>>>
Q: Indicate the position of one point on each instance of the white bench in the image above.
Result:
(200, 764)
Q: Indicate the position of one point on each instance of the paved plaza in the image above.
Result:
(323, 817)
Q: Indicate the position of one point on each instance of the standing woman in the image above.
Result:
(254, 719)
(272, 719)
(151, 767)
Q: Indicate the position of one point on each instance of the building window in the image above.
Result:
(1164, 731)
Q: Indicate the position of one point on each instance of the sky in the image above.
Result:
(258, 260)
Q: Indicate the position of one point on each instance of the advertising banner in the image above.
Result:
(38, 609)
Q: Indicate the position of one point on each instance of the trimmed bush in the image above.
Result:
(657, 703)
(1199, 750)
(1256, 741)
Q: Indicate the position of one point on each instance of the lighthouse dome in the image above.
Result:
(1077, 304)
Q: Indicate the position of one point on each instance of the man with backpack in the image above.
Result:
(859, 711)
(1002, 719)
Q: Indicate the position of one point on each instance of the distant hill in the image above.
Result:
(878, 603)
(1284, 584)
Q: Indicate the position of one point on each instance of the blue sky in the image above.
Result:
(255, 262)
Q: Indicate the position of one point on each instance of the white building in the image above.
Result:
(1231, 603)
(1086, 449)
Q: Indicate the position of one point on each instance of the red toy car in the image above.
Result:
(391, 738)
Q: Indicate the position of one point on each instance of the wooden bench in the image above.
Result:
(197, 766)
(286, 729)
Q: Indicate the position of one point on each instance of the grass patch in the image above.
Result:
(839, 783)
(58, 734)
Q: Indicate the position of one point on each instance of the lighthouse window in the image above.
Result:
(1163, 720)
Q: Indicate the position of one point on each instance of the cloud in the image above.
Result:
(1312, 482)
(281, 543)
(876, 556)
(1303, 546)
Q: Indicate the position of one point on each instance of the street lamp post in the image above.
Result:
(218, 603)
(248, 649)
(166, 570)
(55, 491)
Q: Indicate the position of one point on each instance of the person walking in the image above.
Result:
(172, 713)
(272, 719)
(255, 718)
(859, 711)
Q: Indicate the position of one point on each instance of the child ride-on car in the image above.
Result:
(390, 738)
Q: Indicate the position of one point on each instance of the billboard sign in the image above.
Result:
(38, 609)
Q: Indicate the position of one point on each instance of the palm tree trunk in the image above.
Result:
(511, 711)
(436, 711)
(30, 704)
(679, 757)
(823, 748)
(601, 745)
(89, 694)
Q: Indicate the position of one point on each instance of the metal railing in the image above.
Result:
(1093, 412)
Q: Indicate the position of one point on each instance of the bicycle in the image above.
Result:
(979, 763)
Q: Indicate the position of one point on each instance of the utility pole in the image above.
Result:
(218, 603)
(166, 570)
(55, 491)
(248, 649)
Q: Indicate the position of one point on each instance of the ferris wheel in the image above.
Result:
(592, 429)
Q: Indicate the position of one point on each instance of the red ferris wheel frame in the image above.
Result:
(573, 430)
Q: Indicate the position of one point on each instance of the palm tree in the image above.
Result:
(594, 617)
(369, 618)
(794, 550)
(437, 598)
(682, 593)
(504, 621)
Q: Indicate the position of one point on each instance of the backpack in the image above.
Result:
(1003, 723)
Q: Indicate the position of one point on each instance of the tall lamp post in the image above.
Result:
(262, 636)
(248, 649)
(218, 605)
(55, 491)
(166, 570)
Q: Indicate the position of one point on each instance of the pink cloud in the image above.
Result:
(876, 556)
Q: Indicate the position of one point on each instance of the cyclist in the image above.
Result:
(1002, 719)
<<<
>>>
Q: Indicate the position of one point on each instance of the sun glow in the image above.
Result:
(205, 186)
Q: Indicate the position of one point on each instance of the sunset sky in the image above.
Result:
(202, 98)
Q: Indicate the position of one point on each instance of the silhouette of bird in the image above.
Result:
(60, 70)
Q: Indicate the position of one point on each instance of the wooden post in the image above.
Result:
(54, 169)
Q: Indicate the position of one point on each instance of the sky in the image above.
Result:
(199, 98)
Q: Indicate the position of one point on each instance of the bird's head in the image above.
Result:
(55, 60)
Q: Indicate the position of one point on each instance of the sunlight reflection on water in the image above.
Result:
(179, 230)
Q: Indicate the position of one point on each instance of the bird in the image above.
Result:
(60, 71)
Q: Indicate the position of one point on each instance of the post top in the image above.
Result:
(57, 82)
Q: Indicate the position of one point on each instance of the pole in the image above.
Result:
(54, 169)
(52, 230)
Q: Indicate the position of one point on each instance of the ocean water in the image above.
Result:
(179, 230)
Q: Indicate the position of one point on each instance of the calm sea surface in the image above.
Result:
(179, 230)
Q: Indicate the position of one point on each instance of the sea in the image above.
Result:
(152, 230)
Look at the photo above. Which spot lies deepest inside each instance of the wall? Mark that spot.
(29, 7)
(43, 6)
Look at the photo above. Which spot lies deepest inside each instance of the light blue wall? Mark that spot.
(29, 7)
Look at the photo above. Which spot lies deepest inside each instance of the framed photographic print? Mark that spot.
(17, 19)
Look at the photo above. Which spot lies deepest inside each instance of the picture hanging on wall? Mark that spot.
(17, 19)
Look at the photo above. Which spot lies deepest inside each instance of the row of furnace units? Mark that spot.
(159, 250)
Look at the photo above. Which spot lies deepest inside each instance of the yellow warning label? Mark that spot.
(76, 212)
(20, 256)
<<<
>>>
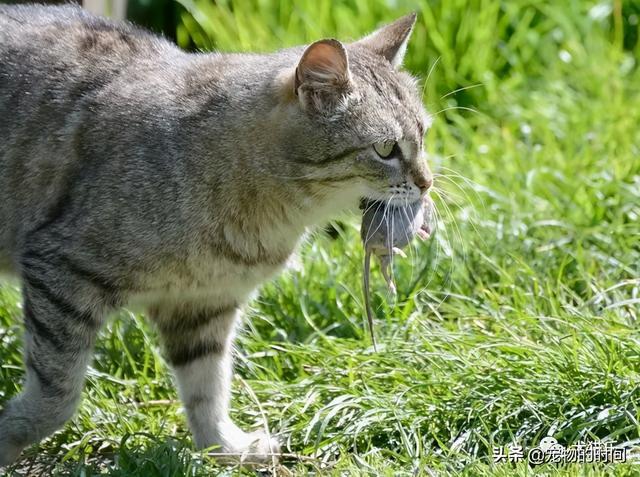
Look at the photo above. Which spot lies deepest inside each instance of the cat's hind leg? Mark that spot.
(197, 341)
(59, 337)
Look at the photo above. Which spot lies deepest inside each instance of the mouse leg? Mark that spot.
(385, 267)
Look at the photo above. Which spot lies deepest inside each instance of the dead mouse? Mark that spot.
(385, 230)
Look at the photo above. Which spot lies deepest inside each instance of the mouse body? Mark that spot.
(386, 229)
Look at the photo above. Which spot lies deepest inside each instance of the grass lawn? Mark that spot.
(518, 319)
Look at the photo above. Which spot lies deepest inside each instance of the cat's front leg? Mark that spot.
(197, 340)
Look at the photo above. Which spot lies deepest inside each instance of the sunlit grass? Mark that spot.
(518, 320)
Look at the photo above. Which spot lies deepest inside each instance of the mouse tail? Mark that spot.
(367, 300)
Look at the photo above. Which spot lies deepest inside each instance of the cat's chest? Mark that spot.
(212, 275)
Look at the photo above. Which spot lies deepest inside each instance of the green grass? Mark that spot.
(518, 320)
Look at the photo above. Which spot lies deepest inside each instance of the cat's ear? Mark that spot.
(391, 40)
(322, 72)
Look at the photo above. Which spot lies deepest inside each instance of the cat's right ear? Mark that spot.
<<<
> _Assigned task_
Whenever "cloud" occurs in a line above, copy that line.

> _Response_
Q: Indicate the position of one point on each instance of the cloud in the image above.
Q: Indicate the position of one point on each instance of the pink cloud in the image above.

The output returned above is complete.